# Stated task 1
Transcribe the portion of the letter to President Fenves starting with "Palestinian civil society" and going on through "to the movement.".
# Stated task 2
Pick up the letter to President Fenves after its final sentence and continue writing it.

# Excerpted text

Dear President Fenves,
As Emory University faculty — including teaching assistants, graduate assistants, postdoctoral fellows, visiting faculty, teaching-track faculty and tenure-track faculty — and staff, we express our support for the Graduate Student Government Association (GSGA) Bill B7.4. Based on the Boycott, Divestment and Sanctions (BDS) movement, this bill proposes to divest GSGA’s $1.4 million budget from products that have upheld Israeli apartheid or have contributed to the ongoing genocide of the Palestinian people and theft of Palestinian land.
Palestinian civil society organizations — including unions, universities and grassroots organizations — released the BDS call in 2005, pushing for boycott, divestment and sanctions against Israel until it complies with international law and universal principles of human rights. Graduate students’ support for this global movement demonstrates their commitment to not just studying social justice concepts at Emory in the abstract but also applying them in direct response to settler colonialism and the grave human rights abuses that are central to the movement.
The referendum vote on this bill, which some students hoped would begin on April 1, represents students’ democratic right to vote on and divest their own funds. It also represents the cumulative will of the graduate student body. However, the Student Involvement, Leadership, and Transitions office attempted to remove B7.4 from the ballot, claiming it does not comply with the process and policies of GSGA governing documents. Yet the administration has never inquired about the process, nor did it request any documentation about the process, which has been approved by the Elections Board.

# Records shown
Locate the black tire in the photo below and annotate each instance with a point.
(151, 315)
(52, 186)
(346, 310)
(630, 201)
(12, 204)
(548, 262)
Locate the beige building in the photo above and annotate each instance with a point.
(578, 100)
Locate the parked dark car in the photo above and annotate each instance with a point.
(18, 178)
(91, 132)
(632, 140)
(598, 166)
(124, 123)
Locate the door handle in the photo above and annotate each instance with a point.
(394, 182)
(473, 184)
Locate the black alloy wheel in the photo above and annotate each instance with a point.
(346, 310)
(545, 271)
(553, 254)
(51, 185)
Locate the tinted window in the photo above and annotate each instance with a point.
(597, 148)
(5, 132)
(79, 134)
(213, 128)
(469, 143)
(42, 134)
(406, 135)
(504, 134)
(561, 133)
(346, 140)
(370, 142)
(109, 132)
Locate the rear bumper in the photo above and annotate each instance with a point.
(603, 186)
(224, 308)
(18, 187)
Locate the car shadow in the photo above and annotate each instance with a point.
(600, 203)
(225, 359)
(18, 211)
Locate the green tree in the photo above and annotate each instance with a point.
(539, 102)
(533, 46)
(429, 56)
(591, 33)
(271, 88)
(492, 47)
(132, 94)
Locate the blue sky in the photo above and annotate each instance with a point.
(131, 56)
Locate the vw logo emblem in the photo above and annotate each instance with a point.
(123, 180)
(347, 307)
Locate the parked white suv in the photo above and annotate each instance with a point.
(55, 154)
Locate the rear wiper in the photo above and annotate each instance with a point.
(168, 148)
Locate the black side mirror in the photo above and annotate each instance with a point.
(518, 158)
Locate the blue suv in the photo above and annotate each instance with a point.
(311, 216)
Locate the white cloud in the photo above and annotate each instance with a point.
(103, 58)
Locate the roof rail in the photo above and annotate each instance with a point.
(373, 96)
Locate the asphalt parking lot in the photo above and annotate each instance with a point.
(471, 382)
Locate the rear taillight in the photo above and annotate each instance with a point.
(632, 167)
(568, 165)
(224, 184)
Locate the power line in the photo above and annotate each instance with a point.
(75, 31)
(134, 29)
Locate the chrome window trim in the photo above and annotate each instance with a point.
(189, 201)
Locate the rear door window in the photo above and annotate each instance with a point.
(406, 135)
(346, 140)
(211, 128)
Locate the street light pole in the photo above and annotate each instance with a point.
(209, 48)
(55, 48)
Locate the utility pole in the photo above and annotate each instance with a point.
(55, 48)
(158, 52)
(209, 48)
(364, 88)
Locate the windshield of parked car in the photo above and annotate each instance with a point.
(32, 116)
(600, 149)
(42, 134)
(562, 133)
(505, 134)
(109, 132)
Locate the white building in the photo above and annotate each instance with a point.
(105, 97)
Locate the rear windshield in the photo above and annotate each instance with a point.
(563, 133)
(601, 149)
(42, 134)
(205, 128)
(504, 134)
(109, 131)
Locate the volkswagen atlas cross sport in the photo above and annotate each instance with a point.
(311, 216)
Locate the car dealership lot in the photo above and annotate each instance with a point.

# Written answer 1
Palestinian civil society organizations — including unions, universities and grassroots organizations — released the BDS call in 2005, pushing for boycott, divestment and sanctions against Israel until it complies with international law and universal principles of human rights. Graduate students’ support for this global movement demonstrates their commitment to not just studying social justice concepts at Emory in the abstract but also applying them in direct response to settler colonialism and the grave human rights abuses that are central to the movement.

# Written answer 2
As faculty and staff, we are dismayed by this attempt to repress graduate students’ democratic process. We support the autonomy of GSGA and the graduate student body to democratically decide how their money is used. A number of leading peer institutions such as Princeton University (N.J.), Columbia University (N.Y.), the University of California, Los Angeles, Brown University (R.I.), Stanford University (Calif.) and the University of Chicago have already taken this step. As campus workers bearing witness to genocide and Emory’s complicity with it, it is our responsibility to hold our university accountable. GSGA is a leader in this fight at Emory.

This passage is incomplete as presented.